(Items from a data source)
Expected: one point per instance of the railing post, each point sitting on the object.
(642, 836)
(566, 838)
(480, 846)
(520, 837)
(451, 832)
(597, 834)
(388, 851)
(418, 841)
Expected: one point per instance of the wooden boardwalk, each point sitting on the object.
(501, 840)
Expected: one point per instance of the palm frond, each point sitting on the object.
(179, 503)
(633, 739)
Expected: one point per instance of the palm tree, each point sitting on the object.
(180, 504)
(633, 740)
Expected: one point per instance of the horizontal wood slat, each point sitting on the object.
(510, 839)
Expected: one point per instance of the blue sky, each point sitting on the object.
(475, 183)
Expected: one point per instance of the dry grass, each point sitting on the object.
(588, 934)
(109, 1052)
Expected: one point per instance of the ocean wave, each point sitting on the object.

> _What you need to do_:
Please write out the lines that run from the one with "Expected: one point per instance of the palm frond, each" to the end of the records, both included, exactly as they appear.

> _The answer_:
Expected: one point per instance of the palm frond, each point sitting on the object.
(179, 503)
(633, 739)
Expected: one point per instance of the palm tree, each point sitting on the object.
(180, 504)
(633, 740)
Expected: one point per instance of the horizontal wood slat, each point sitting on the object.
(510, 839)
Expected: one point per instance of the blue sky, each point sitting on the object.
(475, 183)
Expected: one point per instance of the dry grass, each point sitting on the object.
(588, 934)
(109, 1052)
Expected: one point per instance of the ocean wave, each point sitting on the object.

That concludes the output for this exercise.